* The request *
Reproduce the records word for word, starting with the first line and going on through the line with "column 115, row 787", and write nothing after that line.

——

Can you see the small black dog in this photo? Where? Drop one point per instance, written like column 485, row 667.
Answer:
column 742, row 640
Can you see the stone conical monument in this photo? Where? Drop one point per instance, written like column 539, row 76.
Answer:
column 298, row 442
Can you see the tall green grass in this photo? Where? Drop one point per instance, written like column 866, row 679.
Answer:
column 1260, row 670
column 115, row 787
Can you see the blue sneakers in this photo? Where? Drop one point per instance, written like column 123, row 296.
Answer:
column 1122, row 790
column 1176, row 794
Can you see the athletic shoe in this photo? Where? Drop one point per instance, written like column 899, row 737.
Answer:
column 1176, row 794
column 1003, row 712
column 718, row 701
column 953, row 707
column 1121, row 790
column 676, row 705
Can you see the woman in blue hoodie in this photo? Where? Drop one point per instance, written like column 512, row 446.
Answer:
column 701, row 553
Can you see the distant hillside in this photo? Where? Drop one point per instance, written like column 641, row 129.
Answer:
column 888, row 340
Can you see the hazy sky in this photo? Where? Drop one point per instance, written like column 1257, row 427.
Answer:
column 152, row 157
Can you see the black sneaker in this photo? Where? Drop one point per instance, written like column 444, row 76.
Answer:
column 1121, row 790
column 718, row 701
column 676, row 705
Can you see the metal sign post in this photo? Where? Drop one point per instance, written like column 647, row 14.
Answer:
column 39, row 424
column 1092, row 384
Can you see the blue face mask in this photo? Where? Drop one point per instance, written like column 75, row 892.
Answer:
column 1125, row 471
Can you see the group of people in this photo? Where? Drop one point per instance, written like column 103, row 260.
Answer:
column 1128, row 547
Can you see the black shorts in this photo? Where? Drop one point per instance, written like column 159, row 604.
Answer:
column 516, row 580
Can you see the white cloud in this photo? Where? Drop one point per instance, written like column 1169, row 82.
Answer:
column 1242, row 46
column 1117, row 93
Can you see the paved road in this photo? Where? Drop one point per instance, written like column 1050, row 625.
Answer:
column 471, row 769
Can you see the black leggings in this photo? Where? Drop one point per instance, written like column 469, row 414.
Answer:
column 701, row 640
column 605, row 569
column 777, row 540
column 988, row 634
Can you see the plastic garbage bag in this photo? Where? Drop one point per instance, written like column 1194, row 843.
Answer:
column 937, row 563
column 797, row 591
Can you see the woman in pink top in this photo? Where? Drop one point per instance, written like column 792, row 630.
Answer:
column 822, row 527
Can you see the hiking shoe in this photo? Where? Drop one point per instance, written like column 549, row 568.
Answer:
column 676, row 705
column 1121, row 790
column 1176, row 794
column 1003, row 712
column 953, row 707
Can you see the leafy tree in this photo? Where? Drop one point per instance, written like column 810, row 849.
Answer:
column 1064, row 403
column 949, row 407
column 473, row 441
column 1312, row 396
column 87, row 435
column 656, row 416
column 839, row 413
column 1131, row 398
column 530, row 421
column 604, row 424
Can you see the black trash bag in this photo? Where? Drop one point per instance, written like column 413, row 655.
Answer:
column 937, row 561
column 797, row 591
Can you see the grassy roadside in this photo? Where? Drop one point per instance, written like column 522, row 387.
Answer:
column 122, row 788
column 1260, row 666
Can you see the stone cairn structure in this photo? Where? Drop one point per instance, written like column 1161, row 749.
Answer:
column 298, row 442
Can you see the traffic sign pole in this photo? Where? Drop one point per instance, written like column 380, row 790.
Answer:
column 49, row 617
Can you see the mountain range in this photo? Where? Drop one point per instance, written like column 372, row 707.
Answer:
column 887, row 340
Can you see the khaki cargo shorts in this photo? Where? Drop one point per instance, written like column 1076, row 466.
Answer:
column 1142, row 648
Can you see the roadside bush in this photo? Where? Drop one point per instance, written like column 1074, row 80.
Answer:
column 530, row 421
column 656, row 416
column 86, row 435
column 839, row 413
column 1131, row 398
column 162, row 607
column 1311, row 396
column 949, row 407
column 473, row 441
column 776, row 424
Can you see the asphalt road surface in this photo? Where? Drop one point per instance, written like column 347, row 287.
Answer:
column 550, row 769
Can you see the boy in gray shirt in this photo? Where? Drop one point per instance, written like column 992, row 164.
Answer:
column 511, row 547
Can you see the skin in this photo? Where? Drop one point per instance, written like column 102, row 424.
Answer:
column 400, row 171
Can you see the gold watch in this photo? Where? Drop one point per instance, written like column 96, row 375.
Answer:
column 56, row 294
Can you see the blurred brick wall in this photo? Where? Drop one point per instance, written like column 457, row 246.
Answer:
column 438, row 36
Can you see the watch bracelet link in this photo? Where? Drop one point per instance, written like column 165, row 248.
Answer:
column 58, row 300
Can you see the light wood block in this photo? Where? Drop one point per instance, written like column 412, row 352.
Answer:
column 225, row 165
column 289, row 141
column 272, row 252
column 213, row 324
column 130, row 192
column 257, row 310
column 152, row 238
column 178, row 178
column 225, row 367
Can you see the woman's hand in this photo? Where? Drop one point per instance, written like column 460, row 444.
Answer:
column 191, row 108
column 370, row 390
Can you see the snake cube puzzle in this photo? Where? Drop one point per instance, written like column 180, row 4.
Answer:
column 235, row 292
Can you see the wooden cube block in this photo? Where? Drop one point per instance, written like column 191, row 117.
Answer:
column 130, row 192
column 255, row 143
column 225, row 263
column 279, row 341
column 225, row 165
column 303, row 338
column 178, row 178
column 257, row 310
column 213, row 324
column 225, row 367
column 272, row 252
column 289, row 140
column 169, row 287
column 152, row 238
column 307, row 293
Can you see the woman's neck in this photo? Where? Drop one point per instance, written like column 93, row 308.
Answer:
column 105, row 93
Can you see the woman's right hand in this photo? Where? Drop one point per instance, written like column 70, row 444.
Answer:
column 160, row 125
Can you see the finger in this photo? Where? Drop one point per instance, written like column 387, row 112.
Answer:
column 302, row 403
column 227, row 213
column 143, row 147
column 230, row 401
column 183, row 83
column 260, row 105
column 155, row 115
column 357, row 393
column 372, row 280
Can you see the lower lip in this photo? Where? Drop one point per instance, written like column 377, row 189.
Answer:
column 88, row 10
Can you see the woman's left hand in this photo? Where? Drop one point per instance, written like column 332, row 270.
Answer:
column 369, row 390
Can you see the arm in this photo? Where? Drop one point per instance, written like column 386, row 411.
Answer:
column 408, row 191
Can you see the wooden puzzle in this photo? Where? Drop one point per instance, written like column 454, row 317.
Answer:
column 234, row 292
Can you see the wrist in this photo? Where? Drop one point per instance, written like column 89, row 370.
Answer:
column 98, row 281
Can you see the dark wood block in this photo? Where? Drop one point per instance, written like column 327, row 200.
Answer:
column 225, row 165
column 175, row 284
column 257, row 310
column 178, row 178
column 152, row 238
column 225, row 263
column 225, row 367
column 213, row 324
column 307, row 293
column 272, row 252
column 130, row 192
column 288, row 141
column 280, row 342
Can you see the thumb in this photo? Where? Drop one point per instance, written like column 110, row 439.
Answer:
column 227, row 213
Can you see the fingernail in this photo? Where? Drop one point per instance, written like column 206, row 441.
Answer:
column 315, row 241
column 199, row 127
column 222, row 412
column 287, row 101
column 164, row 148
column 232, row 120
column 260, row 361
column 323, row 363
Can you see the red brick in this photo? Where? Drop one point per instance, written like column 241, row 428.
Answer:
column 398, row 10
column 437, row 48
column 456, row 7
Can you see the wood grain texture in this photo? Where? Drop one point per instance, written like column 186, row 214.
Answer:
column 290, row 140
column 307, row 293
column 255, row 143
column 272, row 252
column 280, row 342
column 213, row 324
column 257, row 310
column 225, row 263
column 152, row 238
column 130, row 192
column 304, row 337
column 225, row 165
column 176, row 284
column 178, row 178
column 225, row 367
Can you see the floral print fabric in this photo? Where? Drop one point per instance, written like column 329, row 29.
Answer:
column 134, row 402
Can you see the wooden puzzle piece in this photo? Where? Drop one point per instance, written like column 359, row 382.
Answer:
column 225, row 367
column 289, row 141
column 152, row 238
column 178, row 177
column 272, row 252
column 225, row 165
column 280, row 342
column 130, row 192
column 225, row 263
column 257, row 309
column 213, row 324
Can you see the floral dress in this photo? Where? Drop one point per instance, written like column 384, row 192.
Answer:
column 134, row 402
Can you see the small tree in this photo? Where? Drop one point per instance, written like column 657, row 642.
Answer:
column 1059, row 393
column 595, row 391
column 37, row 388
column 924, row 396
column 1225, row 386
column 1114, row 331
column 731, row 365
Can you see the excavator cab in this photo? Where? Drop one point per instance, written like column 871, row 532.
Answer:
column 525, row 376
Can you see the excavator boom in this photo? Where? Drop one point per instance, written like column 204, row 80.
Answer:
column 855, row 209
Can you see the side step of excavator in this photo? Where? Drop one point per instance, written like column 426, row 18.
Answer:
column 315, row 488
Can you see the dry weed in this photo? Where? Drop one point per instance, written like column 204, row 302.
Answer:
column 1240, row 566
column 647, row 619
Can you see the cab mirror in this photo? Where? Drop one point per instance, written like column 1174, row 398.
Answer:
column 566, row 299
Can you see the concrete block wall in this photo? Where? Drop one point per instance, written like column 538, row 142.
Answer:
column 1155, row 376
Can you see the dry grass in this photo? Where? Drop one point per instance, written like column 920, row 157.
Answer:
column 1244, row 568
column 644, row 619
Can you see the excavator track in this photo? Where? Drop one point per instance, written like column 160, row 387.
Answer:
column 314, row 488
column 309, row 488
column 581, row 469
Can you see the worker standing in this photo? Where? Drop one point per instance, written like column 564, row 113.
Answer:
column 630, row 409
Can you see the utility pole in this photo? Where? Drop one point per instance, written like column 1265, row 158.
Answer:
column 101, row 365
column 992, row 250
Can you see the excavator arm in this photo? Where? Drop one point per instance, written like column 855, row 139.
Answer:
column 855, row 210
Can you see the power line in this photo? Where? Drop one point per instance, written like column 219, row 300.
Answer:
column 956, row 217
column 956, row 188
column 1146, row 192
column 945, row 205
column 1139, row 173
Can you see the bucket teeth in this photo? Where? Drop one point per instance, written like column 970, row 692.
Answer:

——

* Response *
Can you see the small black dog in this photo? Where? Drop one point per instance, written like column 485, row 667.
Answer:
column 742, row 640
Can you see the stone conical monument in this photo? Where? Drop one point per instance, written like column 539, row 76.
Answer:
column 298, row 442
Can you see the tall green grass in this photo? Where? Drop one point per instance, written like column 866, row 679.
Answer:
column 1260, row 670
column 115, row 787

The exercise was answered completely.